Give the material once more, word for word, without any images.
___ Task material
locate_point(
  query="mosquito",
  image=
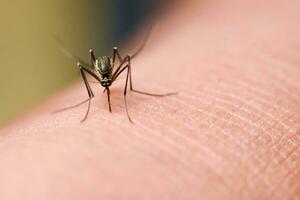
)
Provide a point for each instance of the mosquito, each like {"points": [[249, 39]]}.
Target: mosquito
{"points": [[105, 71]]}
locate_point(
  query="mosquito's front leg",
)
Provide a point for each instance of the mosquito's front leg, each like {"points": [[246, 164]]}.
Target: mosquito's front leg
{"points": [[93, 58], [83, 70]]}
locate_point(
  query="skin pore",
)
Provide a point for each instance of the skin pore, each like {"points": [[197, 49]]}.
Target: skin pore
{"points": [[232, 132]]}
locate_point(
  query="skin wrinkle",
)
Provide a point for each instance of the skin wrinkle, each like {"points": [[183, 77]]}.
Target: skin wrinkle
{"points": [[231, 131]]}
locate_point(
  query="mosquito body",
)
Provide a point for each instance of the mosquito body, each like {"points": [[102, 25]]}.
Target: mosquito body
{"points": [[105, 71]]}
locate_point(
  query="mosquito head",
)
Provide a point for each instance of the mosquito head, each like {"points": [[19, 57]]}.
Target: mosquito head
{"points": [[104, 65], [106, 82]]}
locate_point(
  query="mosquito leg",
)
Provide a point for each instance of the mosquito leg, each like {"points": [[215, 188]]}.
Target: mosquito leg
{"points": [[125, 93], [108, 98], [141, 92], [117, 54], [93, 59], [88, 87], [89, 90]]}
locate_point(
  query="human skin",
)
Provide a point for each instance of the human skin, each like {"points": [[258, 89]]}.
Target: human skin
{"points": [[232, 132]]}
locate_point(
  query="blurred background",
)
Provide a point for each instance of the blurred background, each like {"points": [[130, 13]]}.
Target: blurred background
{"points": [[32, 66]]}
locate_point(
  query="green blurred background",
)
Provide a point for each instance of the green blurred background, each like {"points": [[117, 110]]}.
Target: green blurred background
{"points": [[33, 67]]}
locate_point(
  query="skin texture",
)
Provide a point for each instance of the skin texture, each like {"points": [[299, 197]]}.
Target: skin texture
{"points": [[232, 132]]}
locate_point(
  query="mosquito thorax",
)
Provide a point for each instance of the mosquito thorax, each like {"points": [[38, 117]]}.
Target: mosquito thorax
{"points": [[104, 65], [106, 82]]}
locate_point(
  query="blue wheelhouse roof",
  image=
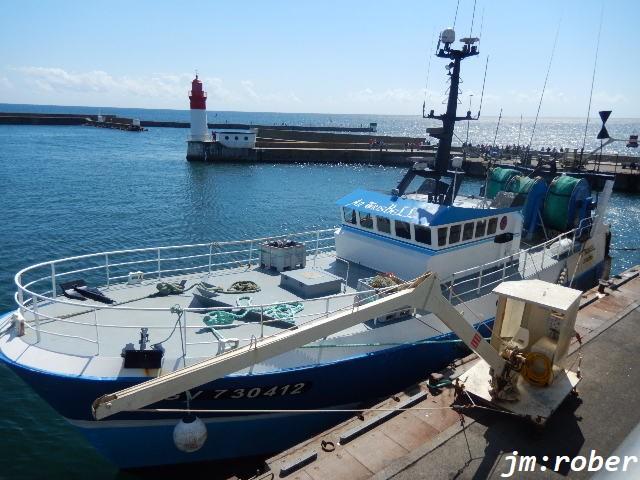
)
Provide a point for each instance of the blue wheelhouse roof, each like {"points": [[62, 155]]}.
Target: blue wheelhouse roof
{"points": [[414, 211]]}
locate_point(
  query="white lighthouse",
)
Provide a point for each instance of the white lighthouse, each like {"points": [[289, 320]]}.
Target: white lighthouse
{"points": [[198, 103]]}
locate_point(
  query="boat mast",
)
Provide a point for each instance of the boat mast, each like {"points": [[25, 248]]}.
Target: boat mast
{"points": [[439, 191], [449, 118]]}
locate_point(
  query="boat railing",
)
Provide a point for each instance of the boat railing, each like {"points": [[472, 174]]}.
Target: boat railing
{"points": [[113, 268], [478, 280], [330, 305]]}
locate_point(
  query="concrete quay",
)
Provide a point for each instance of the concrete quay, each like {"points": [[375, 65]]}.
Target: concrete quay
{"points": [[437, 437]]}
______
--- Final answer ---
locate_point(
  query="mosquito",
  image=
)
Provide a point for each instance of the mosquito, each like {"points": [[249, 39]]}.
Target: mosquito
{"points": [[105, 71]]}
locate_point(
  query="mosquito's front leg",
)
Provide a point for each instance of the mosquito's front leg, each like {"points": [[246, 164]]}.
Target: mosquito's front leg
{"points": [[93, 58], [83, 70]]}
locate_point(
  query="skin pore",
)
Provide a point for each instance of the skin pore, each like {"points": [[197, 49]]}.
Target: skin pore
{"points": [[232, 132]]}
locate_point(
  query="skin wrinkle",
)
Provide a point for each instance of the skin wrinkle, each like {"points": [[183, 77]]}.
Target: skin wrinkle
{"points": [[231, 131]]}
locate_point(
  query="mosquito body",
)
Provide a point for each instance of the mosquito body, each like {"points": [[102, 25]]}.
Target: mosquito body
{"points": [[105, 71]]}
locate_point(
  query="mosquito head",
)
Provide a point for each instance of the mosquito head, each like {"points": [[19, 57]]}.
Target: mosquito head
{"points": [[104, 65], [106, 82]]}
locate_point(
  query="mosquito leg",
)
Provide a point for each instance of the mosquito leg, each like {"points": [[215, 188]]}.
Target: mosquito leg
{"points": [[125, 93], [108, 98], [141, 92], [117, 54], [93, 59], [88, 87], [89, 90]]}
locate_point(
  query="human skin",
)
Provide a point for each instance of the human skin, each like {"points": [[258, 89]]}.
Target: human skin
{"points": [[232, 132]]}
locate_point(
  query="blurred background",
)
Provide a point for each instance of the blurred background, each like {"points": [[130, 13]]}.
Target: blurred background
{"points": [[32, 66]]}
locate_point(
  query="green blurred background",
)
Provide a point for each instance of the green blurred background, each like {"points": [[117, 110]]}.
Target: green blurred background
{"points": [[33, 67]]}
locate_point(
  query="skin texture",
)
Provide a point for each instance of the skin texture, each like {"points": [[299, 197]]}.
Target: skin texture
{"points": [[232, 132]]}
locate_point(
  query="mosquito thorax",
)
Provide a point for each instance of the mosquito thorax, each like {"points": [[38, 117]]}.
Target: mosquito thorax
{"points": [[104, 65], [106, 82]]}
locate_point(
  query="blue wheelhouse roof",
  image=
)
Provide a point for each instance of the blue wheelhouse roof, each like {"points": [[62, 155]]}.
Target: blue wheelhouse roof
{"points": [[414, 211]]}
locate_point(
  query="white lighthouse",
)
Provide a point for each instance of the white lighthouse, each like {"points": [[289, 320]]}.
Target: white lighthouse
{"points": [[198, 103]]}
locate_point(
  query="boat mast",
)
Provide a point for each instance of the boat mast, each like {"points": [[25, 248]]}.
Target: boat mast
{"points": [[439, 191], [449, 118]]}
locate_point(
  query="boat railing",
)
Provide a point for each instance of the boat railing, each like {"points": [[472, 174]]}.
Target: boat railing
{"points": [[113, 268], [478, 280], [330, 305]]}
locate_point(
  query="concrete quay",
)
Provide a point for each instance of the concrete quay, each like {"points": [[375, 65]]}.
Target: concrete quay
{"points": [[437, 437]]}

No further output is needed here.